Today we're going to take a walk through VHS. We'll start from a manifest URL and end with video playback.
The purpose of this walk is not to see every piece of code, or define every module. Instead it's about seeing the most important parts of VHS. The goal is to make VHS more approachable.
Lets start with a video tag:
<video>
<source src="http://example.com/manifest.m3u8" type="application/x-mpegURL">
</video>
The source, manifest.m3u8
, is an HLS manifest. You can tell from the .m3u8
extension and the type
.
Safari (and a few other browsers) will play that video natively, because Safari supports HLS content. However, other browsers don't support native playback of HLS and will fail to play the video.
VHS provides the ability to play HLS (and DASH) content in browsers that don't support native HLS (and DASH) playback.

======

What is asked.
1. From the VHS walkthrough, return the passage starting at "The purpose of" and ending at "(and DASH) playback.", copied word for word.
2. Rewrite the listing as a JSON list of strings, one string per line with blank lines omitted, starting at the beginning of the listing and ending at the line that contains "pixel 539 491", including that line. Leave the pictures out of the answer.

======

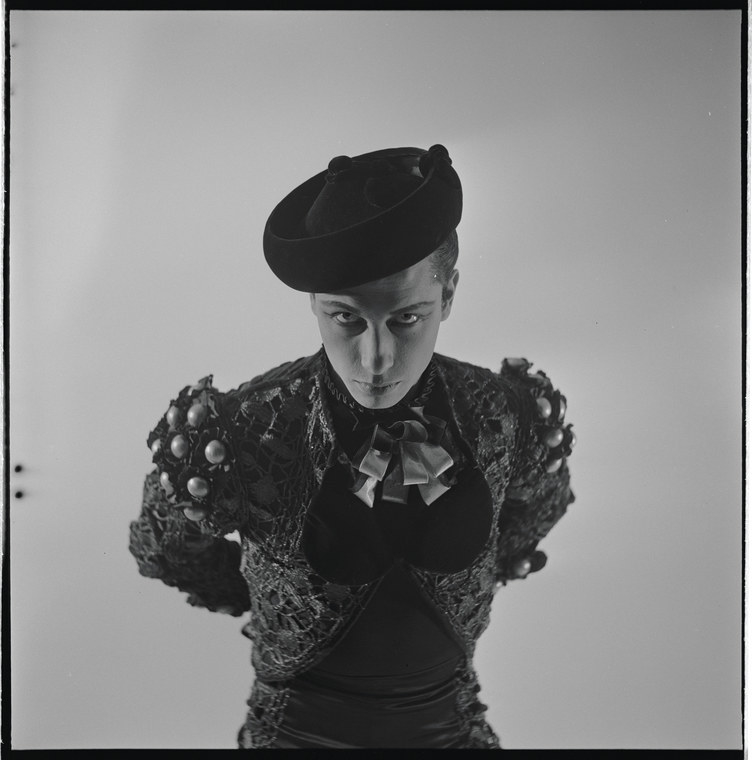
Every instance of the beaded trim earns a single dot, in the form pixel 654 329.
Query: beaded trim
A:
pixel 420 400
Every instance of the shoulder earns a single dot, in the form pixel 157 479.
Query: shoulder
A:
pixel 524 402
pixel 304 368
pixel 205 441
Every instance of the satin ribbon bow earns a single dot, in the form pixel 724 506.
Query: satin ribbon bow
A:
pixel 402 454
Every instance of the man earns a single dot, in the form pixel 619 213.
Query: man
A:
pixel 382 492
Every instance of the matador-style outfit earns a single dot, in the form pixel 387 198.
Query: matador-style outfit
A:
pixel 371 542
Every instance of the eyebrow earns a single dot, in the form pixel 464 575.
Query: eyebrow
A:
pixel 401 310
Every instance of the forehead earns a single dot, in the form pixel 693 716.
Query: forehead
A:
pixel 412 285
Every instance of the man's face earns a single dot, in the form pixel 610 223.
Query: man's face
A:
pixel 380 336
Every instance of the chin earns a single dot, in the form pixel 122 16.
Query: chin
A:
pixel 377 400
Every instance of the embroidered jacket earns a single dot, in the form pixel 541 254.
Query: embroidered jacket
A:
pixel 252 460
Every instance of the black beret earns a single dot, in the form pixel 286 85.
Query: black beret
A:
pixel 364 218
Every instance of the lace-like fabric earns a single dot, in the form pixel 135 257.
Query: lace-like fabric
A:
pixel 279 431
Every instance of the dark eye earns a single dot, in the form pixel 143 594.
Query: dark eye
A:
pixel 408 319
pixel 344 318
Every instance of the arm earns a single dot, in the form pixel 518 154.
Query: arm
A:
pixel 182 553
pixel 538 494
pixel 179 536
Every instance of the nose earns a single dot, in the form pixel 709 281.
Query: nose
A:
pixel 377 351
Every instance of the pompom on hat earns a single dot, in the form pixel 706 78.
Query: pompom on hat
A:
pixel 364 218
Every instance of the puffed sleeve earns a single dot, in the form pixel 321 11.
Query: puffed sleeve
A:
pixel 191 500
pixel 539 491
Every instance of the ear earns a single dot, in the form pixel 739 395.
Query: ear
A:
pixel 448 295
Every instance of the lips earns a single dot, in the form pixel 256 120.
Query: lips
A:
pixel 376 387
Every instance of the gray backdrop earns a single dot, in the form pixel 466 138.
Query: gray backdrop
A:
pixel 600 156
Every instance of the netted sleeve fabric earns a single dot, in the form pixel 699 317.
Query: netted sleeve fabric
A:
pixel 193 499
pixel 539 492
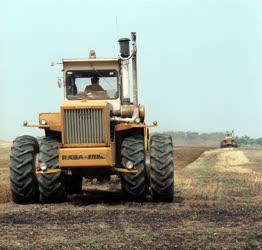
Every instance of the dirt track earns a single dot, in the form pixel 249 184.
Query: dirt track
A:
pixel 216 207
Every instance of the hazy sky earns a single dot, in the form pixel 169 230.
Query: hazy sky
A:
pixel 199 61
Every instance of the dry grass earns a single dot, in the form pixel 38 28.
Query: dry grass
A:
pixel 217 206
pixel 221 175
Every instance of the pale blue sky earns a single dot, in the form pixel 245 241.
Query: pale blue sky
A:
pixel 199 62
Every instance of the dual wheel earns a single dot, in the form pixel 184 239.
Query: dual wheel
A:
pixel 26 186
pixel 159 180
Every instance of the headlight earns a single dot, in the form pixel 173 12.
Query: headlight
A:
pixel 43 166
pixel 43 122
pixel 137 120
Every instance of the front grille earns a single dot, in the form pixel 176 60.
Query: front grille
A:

======

Set of answers.
1.
The purpose of this walk is not to see every piece of code, or define every module. Instead it's about seeing the most important parts of VHS. The goal is to make VHS more approachable.
Lets start with a video tag:
<video>
<source src="http://example.com/manifest.m3u8" type="application/x-mpegURL">
</video>
The source, manifest.m3u8
, is an HLS manifest. You can tell from the .m3u8
extension and the type
.
Safari (and a few other browsers) will play that video natively, because Safari supports HLS content. However, other browsers don't support native playback of HLS and will fail to play the video.
VHS provides the ability to play HLS (and DASH) content in browsers that don't support native HLS (and DASH) playback.

2.
[
  "Every instance of the beaded trim earns a single dot, in the form pixel 654 329.",
  "Query: beaded trim",
  "A:",
  "pixel 420 400",
  "Every instance of the shoulder earns a single dot, in the form pixel 157 479.",
  "Query: shoulder",
  "A:",
  "pixel 524 402",
  "pixel 304 368",
  "pixel 205 441",
  "Every instance of the satin ribbon bow earns a single dot, in the form pixel 724 506.",
  "Query: satin ribbon bow",
  "A:",
  "pixel 402 454",
  "Every instance of the man earns a single dot, in the form pixel 619 213.",
  "Query: man",
  "A:",
  "pixel 382 492",
  "Every instance of the matador-style outfit earns a single dot, in the form pixel 387 198.",
  "Query: matador-style outfit",
  "A:",
  "pixel 371 542",
  "Every instance of the eyebrow earns a single dot, in the form pixel 464 575.",
  "Query: eyebrow",
  "A:",
  "pixel 401 310",
  "Every instance of the forehead earns a single dot, in the form pixel 693 716.",
  "Query: forehead",
  "A:",
  "pixel 412 285",
  "Every instance of the man's face earns a single dot, in the form pixel 610 223.",
  "Query: man's face",
  "A:",
  "pixel 380 336",
  "Every instance of the chin earns a single dot, in the form pixel 122 16.",
  "Query: chin",
  "A:",
  "pixel 377 400",
  "Every instance of the embroidered jacket earns a single dot, in the form pixel 541 254.",
  "Query: embroidered jacket",
  "A:",
  "pixel 252 460",
  "Every instance of the black beret earns a single dot, in the form pixel 286 85.",
  "Query: black beret",
  "A:",
  "pixel 364 218",
  "Every instance of the lace-like fabric earns a single dot, in the form pixel 135 257.",
  "Query: lace-like fabric",
  "A:",
  "pixel 279 431",
  "Every instance of the dark eye earns a single dot, in the form pixel 143 594.",
  "Query: dark eye",
  "A:",
  "pixel 408 319",
  "pixel 344 318",
  "Every instance of the arm earns a single dot, in the form pixel 518 154.",
  "Query: arm",
  "A:",
  "pixel 182 553",
  "pixel 538 494",
  "pixel 179 536",
  "Every instance of the nose earns a single dot, in the form pixel 709 281.",
  "Query: nose",
  "A:",
  "pixel 377 351",
  "Every instance of the pompom on hat earns a single dot, in the form pixel 706 78.",
  "Query: pompom on hat",
  "A:",
  "pixel 364 218",
  "Every instance of the puffed sleeve earns a single dot, in the form pixel 321 11.",
  "Query: puffed sleeve",
  "A:",
  "pixel 191 500",
  "pixel 539 491"
]